Records provided:
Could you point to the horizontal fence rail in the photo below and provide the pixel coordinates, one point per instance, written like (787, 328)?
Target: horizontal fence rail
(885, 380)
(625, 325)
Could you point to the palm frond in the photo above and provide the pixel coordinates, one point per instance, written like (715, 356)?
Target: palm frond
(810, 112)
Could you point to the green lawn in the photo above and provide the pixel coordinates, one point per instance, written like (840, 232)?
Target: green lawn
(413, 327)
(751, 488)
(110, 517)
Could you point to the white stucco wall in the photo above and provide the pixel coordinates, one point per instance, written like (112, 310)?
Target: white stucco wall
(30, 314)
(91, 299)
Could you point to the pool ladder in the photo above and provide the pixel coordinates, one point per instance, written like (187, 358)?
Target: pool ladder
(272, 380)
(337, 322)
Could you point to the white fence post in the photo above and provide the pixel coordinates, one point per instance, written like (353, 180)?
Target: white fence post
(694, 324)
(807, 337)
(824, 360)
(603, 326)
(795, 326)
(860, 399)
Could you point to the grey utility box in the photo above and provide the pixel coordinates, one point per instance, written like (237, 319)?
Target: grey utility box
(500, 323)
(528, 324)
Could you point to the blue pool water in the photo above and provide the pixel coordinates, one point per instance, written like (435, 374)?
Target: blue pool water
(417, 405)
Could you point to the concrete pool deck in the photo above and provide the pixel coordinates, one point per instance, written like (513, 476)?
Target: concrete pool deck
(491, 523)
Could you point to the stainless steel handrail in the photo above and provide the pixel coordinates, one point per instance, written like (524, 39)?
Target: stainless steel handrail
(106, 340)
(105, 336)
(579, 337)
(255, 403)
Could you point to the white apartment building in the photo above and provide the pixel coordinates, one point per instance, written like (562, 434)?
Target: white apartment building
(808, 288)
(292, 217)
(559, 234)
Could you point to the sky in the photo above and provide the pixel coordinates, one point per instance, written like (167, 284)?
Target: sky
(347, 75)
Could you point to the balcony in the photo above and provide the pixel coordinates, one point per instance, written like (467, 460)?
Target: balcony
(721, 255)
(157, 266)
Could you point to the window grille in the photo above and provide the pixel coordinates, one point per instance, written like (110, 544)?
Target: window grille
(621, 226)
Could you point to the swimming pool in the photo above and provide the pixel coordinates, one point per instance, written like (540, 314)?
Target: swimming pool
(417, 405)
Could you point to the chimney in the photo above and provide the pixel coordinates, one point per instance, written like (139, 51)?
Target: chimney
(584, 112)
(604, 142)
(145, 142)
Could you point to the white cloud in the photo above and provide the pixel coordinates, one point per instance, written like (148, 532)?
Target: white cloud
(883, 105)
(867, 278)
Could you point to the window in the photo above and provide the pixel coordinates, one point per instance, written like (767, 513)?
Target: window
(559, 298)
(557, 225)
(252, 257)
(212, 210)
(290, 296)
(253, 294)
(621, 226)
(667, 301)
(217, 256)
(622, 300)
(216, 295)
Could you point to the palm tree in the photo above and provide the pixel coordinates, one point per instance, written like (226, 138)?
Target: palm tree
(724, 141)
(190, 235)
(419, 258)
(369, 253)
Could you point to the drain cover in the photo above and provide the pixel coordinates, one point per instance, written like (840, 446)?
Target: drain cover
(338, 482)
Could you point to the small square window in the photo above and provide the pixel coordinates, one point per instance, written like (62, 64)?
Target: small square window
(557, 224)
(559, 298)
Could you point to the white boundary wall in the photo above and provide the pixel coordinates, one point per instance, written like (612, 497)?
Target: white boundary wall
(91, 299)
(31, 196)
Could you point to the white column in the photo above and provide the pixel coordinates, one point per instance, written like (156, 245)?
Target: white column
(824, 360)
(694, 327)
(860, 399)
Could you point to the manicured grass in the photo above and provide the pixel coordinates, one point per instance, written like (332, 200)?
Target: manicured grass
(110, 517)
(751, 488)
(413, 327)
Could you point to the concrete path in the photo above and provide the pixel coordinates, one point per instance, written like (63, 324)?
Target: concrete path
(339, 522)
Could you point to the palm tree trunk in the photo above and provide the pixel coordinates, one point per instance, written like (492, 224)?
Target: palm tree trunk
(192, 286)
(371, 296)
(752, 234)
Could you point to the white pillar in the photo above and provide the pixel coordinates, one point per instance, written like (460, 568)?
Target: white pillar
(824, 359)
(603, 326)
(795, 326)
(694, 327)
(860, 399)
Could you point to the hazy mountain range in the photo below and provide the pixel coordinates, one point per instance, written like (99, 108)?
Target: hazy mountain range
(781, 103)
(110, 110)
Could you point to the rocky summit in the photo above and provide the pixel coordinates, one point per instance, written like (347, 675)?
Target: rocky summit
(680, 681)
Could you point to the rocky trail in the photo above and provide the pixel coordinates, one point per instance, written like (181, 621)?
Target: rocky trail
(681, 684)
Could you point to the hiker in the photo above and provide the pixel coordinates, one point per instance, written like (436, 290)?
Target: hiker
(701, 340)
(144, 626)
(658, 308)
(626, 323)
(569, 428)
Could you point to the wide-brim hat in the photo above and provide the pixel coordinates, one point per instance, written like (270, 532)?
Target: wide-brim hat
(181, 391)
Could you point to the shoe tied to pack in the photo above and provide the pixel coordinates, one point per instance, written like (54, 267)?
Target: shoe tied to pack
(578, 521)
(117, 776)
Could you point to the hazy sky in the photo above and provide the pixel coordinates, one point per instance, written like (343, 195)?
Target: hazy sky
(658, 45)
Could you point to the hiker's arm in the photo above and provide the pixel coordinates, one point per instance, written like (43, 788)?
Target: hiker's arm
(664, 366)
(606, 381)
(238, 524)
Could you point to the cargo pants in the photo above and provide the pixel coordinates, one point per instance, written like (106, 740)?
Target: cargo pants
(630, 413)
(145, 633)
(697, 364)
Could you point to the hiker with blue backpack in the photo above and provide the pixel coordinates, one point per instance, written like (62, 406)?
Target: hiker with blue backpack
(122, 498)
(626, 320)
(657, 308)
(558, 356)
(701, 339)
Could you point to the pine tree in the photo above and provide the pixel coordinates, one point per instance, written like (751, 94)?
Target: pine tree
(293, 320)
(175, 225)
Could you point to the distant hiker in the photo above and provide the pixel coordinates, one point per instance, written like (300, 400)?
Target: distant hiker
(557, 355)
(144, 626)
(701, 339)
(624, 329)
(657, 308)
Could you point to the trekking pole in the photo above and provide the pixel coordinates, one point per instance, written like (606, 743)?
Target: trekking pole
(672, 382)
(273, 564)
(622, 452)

Your instructions:
Every record should be repeated exactly; please leave none out.

Final result:
Could you point to the horizontal fence rail in the photo below and provide the pixel coordinates, one point per instance, written like (787, 328)?
Target: horizontal fence rail
(885, 380)
(625, 325)
Could you point to the palm frond in the photo above and provide the pixel coordinates, one point per instance, written like (715, 356)?
Target: palm frond
(810, 112)
Could you point to the green lawn in the photo above and provide the pixel coordinates, one point per instance, written like (840, 232)?
Target: green lawn
(413, 327)
(751, 488)
(110, 517)
Could you point to the white stucco wall in the photo above and provide the pixel coordinates, one point per instance, written like (112, 310)?
Target: white stucco wall
(30, 314)
(91, 299)
Could you point to the pool ladder in the photo above and provide the pixel coordinates, one point per instance, written like (187, 358)?
Target: pool ladder
(272, 380)
(337, 322)
Could you point to the white fence post in the photo above and provide the pixel coordinates, one point per instance, written like (353, 180)?
Target: white fence post
(694, 324)
(807, 337)
(824, 360)
(603, 326)
(795, 326)
(860, 399)
Could you point to the grey utility box in the photo above and provide the pixel coordinates, one point per instance, written like (237, 319)?
Target: grey utility box
(500, 323)
(528, 324)
Could you point to the blue pool water in the photo above and provide the pixel coordinates, one point per instance, written like (435, 374)?
Target: blue pool water
(417, 405)
Could you point to the concrete pool deck in the photo above and provide the pixel coordinates, one point per instance, written like (513, 476)?
Target: concrete pool deck
(491, 523)
Could you point to the stainless steel handrail in the photo above and provide the pixel coordinates, one point per instance, written like (524, 39)?
Target: stainless steel handrail
(106, 340)
(105, 336)
(579, 337)
(255, 403)
Could you point to the white apartment building in the photo above and provide the pixel coordinates, one point per instance, written like (562, 434)?
Target: white apartment building
(808, 288)
(292, 217)
(559, 234)
Could you point to the sky in the photo above and provide the pixel coordinates, one point per instance, written like (167, 284)?
Target: sky
(347, 75)
Could you point to the balcony in the photo above and provide the pixel coordinates, one point per instance, written like (467, 460)?
Target: balcony
(721, 255)
(157, 266)
Could you point to the window grille in the photo above and provide the pixel coordinates, one point per instance, written like (110, 544)?
Target: window grille
(621, 226)
Could you point to the swimming pool in the photo above and provide the pixel coordinates, one point per instance, written like (540, 314)?
Target: swimming pool
(417, 405)
Could you point to the chimney in the photo above and provide the pixel coordinates, one point per instance, written like (139, 51)?
Target: chimney
(584, 112)
(604, 142)
(145, 142)
Could you point to the white cloud in the photo above and provide the pixel coordinates, one point per instance, written like (148, 532)?
Target: white cloud
(883, 105)
(867, 278)
Could you point to the window in the photo above and provide the pixel coordinates, one point per instance, written like (767, 513)?
Target: window
(559, 298)
(557, 225)
(252, 257)
(212, 210)
(290, 296)
(253, 294)
(621, 226)
(667, 301)
(217, 256)
(622, 300)
(216, 295)
Could you point to the palm tree in the photo above and provide the pixel coordinates, one point per instance, written like (226, 138)?
Target: palm tree
(724, 141)
(190, 235)
(419, 258)
(369, 253)
Could you point to the drain cover in the photo above and provide the pixel coordinates, one point per instance, written like (840, 446)?
Target: drain cover
(338, 482)
Could you point to the small square window in the photo above and provide the pixel coordinates, one point per instance, written like (62, 64)?
Target: small square window
(557, 224)
(559, 298)
Could you point to the white boundary wall in the photo above and provide the pixel coordinates, one point per instance, written like (612, 497)?
Target: white boundary wall
(91, 299)
(31, 196)
Could you point to the white column in the photo above and provide the pixel coordinates, one point per instance, written like (156, 245)?
Target: white column
(824, 360)
(694, 327)
(860, 399)
Could you point to the manicured grass in the photo above and provide the pixel coordinates, one point per instance, written like (332, 200)?
Target: manicured grass
(110, 517)
(751, 488)
(413, 327)
Could you point to the concrete path in the photo above and provide the pixel coordinates, one point per instance, written like (63, 324)?
Target: concrete path
(339, 522)
Could you point to the palm tree trunk in the photo above and provide the pixel coordinates, one point per instance, written like (492, 224)?
Target: palm tree trunk
(192, 286)
(371, 296)
(752, 234)
Could you point to the white pillar in the photo above and provide the pixel coordinates, one point per instance, written like (460, 568)?
Target: white pillar
(824, 359)
(603, 326)
(795, 326)
(694, 327)
(860, 399)
Could you point to the hazy mountain range in the photo below and provide the pixel coordinates, one point per instance, written like (99, 108)?
Target: hazy mountain range
(781, 103)
(110, 110)
Could you point to the rocky summit in the photo above and provide the pixel coordinates, one point per instance, written like (347, 675)?
Target: rocky summit
(680, 681)
Could you point to the rocky trail in the photo above and provide the pixel coordinates, one point per instance, written like (181, 621)?
Target: rocky trail
(681, 684)
Could you point to the hiker in the photo above and provide the pixel coordinates, one point per instance, written like (436, 290)?
Target: hiker
(701, 340)
(144, 626)
(658, 308)
(626, 323)
(569, 428)
Could you point to the wide-brim hat in the photo above and provide the pixel coordinates, one point per instance, written like (270, 532)?
Target: wide-brim hat
(181, 391)
Could you point to the shoe tied to pack in the photo above and provide the pixel coordinates, one point per instance, written like (54, 267)?
Target: shoe tied to pack
(578, 521)
(117, 776)
Could you point to the hazy sky in the photo above and provide the pixel coordinates, one point per instance, written like (343, 195)?
Target: hazy sky
(658, 45)
Could you point to the hiker's arm in the photo above and provide the pixel coordinates, one point per instance, written like (43, 788)?
Target: hiker's arm
(664, 366)
(606, 381)
(238, 524)
Could you point to the cargo pants in the photo above and provide the pixel coordinates, one point per instance, written like (106, 740)?
Target: cargo pants
(630, 413)
(145, 633)
(697, 364)
Could you point to the hiker with blue backpack in the photo above and provide the pixel coordinates, one point per instance, written like (62, 406)?
Target: hiker with blue backpack
(122, 498)
(626, 320)
(657, 308)
(558, 356)
(701, 339)
Could you point to the pine tree in the photo above and provide the pixel coordinates, one point per instance, written like (751, 94)?
Target: pine tree
(293, 320)
(175, 225)
Could you point to the distant hiker in the photo above and provide the pixel coordinates, one point per instance, written like (300, 400)?
Target: distant hiker
(557, 355)
(144, 626)
(701, 339)
(624, 329)
(657, 308)
Could you point to the trekking pole in the photo above and provide the pixel coordinates, one point per instance, written like (606, 743)?
Target: trekking pole
(672, 382)
(273, 564)
(622, 452)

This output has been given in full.